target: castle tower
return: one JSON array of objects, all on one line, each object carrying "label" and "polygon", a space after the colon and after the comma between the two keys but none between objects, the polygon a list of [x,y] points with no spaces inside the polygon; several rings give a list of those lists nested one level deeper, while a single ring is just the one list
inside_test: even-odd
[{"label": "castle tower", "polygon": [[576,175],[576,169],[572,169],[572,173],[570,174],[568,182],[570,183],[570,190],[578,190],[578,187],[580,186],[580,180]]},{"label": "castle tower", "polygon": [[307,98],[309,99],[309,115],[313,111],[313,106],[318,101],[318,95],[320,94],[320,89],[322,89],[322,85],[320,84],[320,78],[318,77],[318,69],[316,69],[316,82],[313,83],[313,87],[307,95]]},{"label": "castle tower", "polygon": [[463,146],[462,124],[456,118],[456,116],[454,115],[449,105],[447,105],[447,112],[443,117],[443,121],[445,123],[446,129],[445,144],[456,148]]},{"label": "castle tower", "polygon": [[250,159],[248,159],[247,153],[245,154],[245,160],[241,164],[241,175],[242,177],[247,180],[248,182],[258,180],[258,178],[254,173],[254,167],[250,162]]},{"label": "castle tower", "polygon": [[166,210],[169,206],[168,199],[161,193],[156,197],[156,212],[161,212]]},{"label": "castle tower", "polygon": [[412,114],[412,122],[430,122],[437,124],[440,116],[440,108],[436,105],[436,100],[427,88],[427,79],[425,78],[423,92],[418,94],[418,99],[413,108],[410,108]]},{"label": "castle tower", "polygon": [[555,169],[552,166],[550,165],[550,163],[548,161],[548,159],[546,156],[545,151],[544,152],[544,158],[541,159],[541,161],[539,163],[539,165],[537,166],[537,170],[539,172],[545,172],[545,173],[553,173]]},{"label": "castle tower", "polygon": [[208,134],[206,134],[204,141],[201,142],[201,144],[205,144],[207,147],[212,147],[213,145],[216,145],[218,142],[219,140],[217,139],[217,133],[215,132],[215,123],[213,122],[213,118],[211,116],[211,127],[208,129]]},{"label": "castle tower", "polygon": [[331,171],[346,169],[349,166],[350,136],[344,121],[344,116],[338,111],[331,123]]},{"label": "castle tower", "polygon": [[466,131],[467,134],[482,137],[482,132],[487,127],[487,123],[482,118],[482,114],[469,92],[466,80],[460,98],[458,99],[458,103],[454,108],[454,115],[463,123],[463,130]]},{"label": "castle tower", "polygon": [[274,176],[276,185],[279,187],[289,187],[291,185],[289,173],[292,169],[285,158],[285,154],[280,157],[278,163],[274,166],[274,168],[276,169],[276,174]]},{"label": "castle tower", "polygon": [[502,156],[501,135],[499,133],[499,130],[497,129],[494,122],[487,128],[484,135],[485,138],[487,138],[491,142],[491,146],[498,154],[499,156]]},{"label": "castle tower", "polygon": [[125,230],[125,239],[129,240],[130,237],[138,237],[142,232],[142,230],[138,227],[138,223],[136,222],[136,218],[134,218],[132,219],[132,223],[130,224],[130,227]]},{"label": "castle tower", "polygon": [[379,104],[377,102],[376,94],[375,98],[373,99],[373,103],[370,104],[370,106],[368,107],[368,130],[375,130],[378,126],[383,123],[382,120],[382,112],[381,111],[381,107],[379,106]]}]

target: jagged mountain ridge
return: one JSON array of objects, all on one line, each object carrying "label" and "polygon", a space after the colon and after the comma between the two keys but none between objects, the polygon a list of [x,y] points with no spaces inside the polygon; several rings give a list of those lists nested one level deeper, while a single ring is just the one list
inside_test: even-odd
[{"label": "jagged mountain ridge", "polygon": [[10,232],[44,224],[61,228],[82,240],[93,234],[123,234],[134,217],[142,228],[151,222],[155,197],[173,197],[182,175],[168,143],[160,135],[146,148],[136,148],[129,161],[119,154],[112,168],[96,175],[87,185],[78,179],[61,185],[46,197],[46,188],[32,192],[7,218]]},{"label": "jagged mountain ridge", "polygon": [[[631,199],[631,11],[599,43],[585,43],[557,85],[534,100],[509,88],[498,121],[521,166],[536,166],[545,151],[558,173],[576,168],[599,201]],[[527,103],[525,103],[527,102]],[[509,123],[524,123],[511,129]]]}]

■ What the task requires ■
Print out every entry, keeping each one exact.

■ Task answer ■
target: castle tower
return: one JSON array of objects, all on one line, each object carrying "label" and "polygon", a space after the colon and after the comma between the two keys but none between objects, the polygon a list of [x,y] points with no spaces inside the polygon; several rings give a list of those lists nested one level deeper, while a single ring is just the one list
inside_test: even-odd
[{"label": "castle tower", "polygon": [[576,175],[576,169],[572,169],[572,173],[570,174],[568,182],[570,183],[570,190],[578,190],[578,187],[580,186],[580,180]]},{"label": "castle tower", "polygon": [[307,98],[309,99],[309,115],[313,111],[313,106],[318,101],[318,95],[320,94],[320,89],[322,89],[322,85],[320,84],[320,78],[318,77],[318,69],[316,69],[316,82],[313,83],[313,87],[307,95]]},{"label": "castle tower", "polygon": [[463,146],[462,124],[456,118],[456,116],[454,115],[449,105],[447,105],[447,112],[443,117],[443,121],[445,123],[446,129],[445,144],[456,148]]},{"label": "castle tower", "polygon": [[250,159],[248,159],[247,153],[245,154],[245,160],[241,164],[241,175],[242,177],[247,180],[248,182],[258,180],[258,178],[254,173],[254,167],[250,162]]},{"label": "castle tower", "polygon": [[166,210],[169,206],[168,199],[161,193],[156,197],[156,212],[161,212]]},{"label": "castle tower", "polygon": [[412,114],[412,122],[430,122],[437,124],[440,116],[440,108],[436,105],[436,100],[427,88],[427,79],[425,78],[423,92],[418,94],[418,99],[413,108],[410,108]]},{"label": "castle tower", "polygon": [[555,169],[552,166],[550,165],[550,163],[548,161],[548,159],[546,156],[545,151],[544,152],[544,158],[541,159],[541,161],[539,163],[539,165],[537,166],[537,170],[539,172],[545,172],[545,173],[553,173]]},{"label": "castle tower", "polygon": [[208,134],[206,134],[204,141],[201,142],[201,144],[205,144],[207,147],[212,147],[213,145],[216,145],[218,142],[219,140],[217,139],[217,133],[215,132],[215,123],[213,122],[213,118],[211,116],[211,127],[208,129]]},{"label": "castle tower", "polygon": [[331,171],[346,169],[349,166],[350,136],[344,121],[344,116],[338,111],[331,123]]},{"label": "castle tower", "polygon": [[466,131],[467,134],[482,137],[482,132],[487,127],[487,123],[482,118],[482,114],[469,92],[466,80],[460,98],[458,99],[458,103],[454,108],[454,115],[463,123],[463,130]]},{"label": "castle tower", "polygon": [[274,176],[276,185],[279,187],[289,187],[291,185],[289,173],[292,169],[285,158],[285,154],[280,157],[278,163],[274,166],[274,168],[276,169],[276,174]]},{"label": "castle tower", "polygon": [[502,156],[501,135],[499,133],[499,130],[497,129],[494,122],[487,128],[484,135],[485,138],[487,138],[491,142],[491,146],[498,154],[499,156]]},{"label": "castle tower", "polygon": [[125,230],[125,239],[129,240],[130,237],[138,237],[142,232],[142,230],[138,227],[138,223],[136,222],[136,218],[134,218],[132,219],[132,223],[130,224],[130,227]]},{"label": "castle tower", "polygon": [[379,104],[377,102],[376,94],[375,98],[373,99],[373,103],[370,104],[370,106],[368,107],[368,130],[375,130],[378,126],[383,123],[382,120],[382,112],[381,111],[381,107],[379,106]]}]

target: jagged mountain ridge
return: one JSON array of objects, all on one line, each object carrying "label" and "polygon", a space after the colon and after the comma between the two keys but none between objects, the polygon a list of [x,y] points with no spaces inside the polygon; several rings give a list of those lists nested one level deeper, while a single ring is just the one list
inside_test: even-odd
[{"label": "jagged mountain ridge", "polygon": [[10,232],[44,224],[61,228],[82,240],[93,234],[123,234],[134,217],[142,228],[151,222],[155,197],[173,197],[182,175],[168,143],[160,135],[146,148],[136,148],[129,161],[119,154],[112,168],[96,175],[87,185],[78,179],[61,185],[46,197],[46,188],[32,192],[7,218]]},{"label": "jagged mountain ridge", "polygon": [[[631,199],[631,11],[599,43],[585,43],[557,85],[534,100],[509,88],[498,121],[521,166],[536,166],[545,151],[558,173],[576,168],[599,201]],[[527,103],[525,103],[527,102]],[[509,123],[524,123],[511,129]]]}]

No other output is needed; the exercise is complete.